> **Passage shown**:
------------------------------------------------

Becoming Remixed

CD Cover Sneaker Pimps

Review by Dorothy Parvaz

Thank God someone did something about the Sneaker Pimps.

Clearly trying to cash in on Portishead's formula for success (you know, numinous keyboard background plus a smoldering, dead-on chanteuse), but falling oh so short with lukewarm songs and Kelli Dayton's thin, ribbed-for-no-one's pleasure voice, their debut, Becoming X, was one of the most boring bits of pap around.

Becoming Remixed, however, is another story -- it opens with Armand Van Helden's reworking of "Spin Spin Sugar," and thus makes the promise of delivering dangerously infectious beats. Ruled by Van Helden's signature phat, rolling bass, "Spin Spin Sugar" is just brutal -- I mean that in the best possible way -- and unless you've been going heavy on the GHB, you shouldn't be able to sit still through it.

For weighing in at 10 tracks, however, Becoming Remixed has too many repeats. As in, three versions of "Post-Modern Sleaze," two of "6 Underground" and two versions of "Spin Spin Sugar" (both by Van Helden).

------------------------------------------------

> **Entries taken from a collection**:
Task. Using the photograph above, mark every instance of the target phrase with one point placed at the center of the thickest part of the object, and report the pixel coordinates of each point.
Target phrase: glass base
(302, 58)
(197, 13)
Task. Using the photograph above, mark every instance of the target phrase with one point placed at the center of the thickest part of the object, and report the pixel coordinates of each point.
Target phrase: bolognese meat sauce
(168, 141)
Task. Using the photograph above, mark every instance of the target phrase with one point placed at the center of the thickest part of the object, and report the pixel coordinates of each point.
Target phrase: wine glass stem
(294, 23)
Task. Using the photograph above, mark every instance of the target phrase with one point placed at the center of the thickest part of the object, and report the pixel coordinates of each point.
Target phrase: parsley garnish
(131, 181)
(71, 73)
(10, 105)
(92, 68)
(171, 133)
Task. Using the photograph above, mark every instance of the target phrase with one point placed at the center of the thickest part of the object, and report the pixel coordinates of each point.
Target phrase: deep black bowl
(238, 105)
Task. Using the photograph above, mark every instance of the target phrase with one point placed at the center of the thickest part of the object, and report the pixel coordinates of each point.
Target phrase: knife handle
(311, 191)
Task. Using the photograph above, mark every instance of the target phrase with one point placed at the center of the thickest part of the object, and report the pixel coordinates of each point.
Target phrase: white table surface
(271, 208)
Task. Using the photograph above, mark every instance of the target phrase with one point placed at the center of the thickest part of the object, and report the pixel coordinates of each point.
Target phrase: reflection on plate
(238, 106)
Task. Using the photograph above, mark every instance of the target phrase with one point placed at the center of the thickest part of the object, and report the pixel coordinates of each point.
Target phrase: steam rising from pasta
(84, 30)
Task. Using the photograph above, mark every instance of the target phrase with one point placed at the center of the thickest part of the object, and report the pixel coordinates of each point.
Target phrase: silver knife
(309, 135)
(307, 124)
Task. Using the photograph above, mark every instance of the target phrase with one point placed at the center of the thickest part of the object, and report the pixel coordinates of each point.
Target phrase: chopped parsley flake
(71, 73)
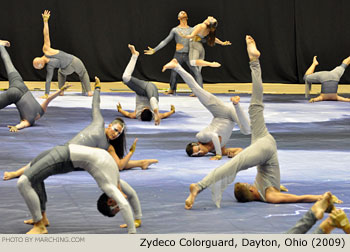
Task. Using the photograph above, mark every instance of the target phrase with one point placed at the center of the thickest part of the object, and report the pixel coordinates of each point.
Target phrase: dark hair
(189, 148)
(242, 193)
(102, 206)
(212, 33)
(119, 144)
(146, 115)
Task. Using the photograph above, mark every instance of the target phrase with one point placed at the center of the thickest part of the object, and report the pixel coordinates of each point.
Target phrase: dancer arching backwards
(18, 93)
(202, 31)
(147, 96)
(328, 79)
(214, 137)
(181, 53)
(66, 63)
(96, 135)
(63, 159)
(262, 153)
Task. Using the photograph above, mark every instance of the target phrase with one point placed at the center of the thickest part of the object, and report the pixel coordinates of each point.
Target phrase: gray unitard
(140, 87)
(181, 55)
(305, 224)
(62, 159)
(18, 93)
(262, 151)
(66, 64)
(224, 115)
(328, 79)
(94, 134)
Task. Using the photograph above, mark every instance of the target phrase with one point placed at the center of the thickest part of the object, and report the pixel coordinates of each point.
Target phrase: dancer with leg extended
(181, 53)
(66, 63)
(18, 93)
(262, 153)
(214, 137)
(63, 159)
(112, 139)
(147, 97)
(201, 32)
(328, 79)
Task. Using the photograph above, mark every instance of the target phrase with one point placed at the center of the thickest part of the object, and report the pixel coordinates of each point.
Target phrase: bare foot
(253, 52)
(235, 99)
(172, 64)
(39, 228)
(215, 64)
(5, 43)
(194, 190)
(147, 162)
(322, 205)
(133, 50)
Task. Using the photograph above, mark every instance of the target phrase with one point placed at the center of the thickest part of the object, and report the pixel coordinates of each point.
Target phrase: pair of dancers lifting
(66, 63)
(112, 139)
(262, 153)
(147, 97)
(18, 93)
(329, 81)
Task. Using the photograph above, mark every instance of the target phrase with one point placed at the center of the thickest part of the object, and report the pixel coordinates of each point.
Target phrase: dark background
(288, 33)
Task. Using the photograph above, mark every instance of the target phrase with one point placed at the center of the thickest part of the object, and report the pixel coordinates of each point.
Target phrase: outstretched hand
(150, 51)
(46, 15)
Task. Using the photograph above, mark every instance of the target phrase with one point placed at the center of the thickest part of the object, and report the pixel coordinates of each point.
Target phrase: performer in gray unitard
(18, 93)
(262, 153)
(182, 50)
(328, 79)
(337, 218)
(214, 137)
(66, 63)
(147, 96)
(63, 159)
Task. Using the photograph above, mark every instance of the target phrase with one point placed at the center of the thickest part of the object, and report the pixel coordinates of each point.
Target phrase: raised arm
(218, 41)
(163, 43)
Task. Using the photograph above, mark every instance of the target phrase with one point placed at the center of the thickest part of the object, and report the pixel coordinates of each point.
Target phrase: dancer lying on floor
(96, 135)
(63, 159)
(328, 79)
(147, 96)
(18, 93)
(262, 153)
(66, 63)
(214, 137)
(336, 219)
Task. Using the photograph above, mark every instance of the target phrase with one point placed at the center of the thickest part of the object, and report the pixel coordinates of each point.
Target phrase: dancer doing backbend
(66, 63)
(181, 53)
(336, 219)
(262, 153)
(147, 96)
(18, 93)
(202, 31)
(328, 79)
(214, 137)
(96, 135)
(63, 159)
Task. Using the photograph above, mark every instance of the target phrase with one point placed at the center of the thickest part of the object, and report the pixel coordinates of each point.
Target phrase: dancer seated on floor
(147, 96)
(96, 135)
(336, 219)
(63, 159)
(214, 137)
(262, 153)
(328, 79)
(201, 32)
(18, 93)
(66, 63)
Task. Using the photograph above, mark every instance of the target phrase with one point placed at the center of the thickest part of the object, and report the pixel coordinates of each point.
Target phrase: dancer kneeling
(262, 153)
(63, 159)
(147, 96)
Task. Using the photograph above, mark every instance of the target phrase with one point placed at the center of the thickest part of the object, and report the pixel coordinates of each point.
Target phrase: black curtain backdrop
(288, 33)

------------------------------------------------

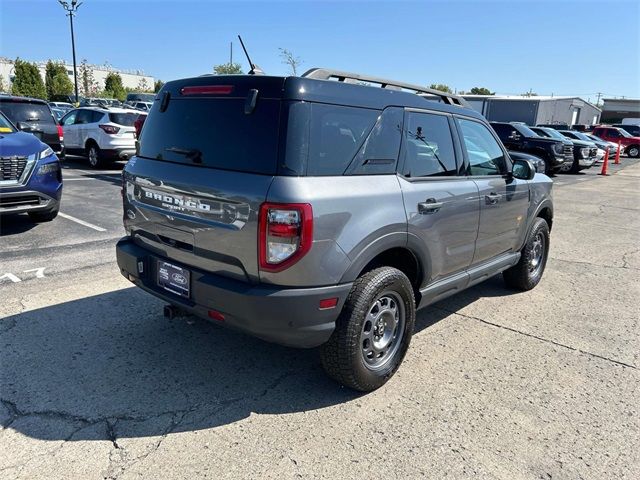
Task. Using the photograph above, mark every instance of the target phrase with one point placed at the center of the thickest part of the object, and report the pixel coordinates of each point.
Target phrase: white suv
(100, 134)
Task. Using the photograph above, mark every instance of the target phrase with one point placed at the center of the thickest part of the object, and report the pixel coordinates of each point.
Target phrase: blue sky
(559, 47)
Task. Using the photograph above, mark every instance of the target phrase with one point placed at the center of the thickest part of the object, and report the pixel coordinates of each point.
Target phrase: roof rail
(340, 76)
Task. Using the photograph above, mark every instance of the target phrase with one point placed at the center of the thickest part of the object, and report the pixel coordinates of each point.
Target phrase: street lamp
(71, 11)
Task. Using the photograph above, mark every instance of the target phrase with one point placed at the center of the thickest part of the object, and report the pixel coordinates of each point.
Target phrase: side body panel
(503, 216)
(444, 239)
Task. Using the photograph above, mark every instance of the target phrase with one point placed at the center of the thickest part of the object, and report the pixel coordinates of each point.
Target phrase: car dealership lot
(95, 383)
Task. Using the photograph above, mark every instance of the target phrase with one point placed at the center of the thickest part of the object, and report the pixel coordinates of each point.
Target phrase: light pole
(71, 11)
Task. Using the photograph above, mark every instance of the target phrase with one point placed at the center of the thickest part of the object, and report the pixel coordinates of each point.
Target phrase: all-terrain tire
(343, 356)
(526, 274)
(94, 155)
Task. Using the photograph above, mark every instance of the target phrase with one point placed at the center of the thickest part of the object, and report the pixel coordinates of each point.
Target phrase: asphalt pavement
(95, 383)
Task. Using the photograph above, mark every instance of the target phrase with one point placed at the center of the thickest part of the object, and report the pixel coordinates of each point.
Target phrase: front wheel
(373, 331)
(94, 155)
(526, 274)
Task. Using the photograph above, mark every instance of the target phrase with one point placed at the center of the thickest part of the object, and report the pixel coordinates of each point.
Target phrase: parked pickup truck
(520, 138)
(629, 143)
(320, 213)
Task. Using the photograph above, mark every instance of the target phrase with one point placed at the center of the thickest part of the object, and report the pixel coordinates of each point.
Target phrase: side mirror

------------------------------------------------

> **Questions on the material**:
**A.** Could you quote the Becoming Remixed review word for word, beginning at the words "CD Cover Sneaker" and stopping after "of pap around."?
**B.** How would the Becoming Remixed review go on after its final sentence? Write the next part.

> **Results by task**:
**A.**
CD Cover Sneaker Pimps

Review by Dorothy Parvaz

Thank God someone did something about the Sneaker Pimps.

Clearly trying to cash in on Portishead's formula for success (you know, numinous keyboard background plus a smoldering, dead-on chanteuse), but falling oh so short with lukewarm songs and Kelli Dayton's thin, ribbed-for-no-one's pleasure voice, their debut, Becoming X, was one of the most boring bits of pap around.

**B.**
The Salt City Orchestra Nightclub Mix version of "Post Modern Sleaze" is the best of the three -- it has a nice house beat with a sweet Diana Ross-esque fade in the vocals (circa "Love Hangover"). The second version is remixed by Reprazent -- made up of Roni Size, Krust and Die of the Goldie posse -- and it's spooky and loaded with breakbeats.

The first version of "6 Underground" is the Perfecto Mix and the second mix is by the Umbrellas of Ladywell (who the heck are these guys?) -- neither of them is bad, but both are too close to the original for my liking.

There are only singular versions of "Walking Zero," "Tesko Suicide" and "Roll On." Tuff & Jam do a bang-up job of transforming "Walking Zero" from a weak song to a catchy piece of speed garage, but "Roll On" and "Tesko Suicide" still remain skip-worthy.

Yeah, Becoming Remixed has a few good tracks on it -- I'd pick it up for "Spin Spin Sugar" alone -- but that says more about the mix-masters (some of whom could make the aural equivalent of Ishtar sound cool) than the Sneaker Pimps themselves.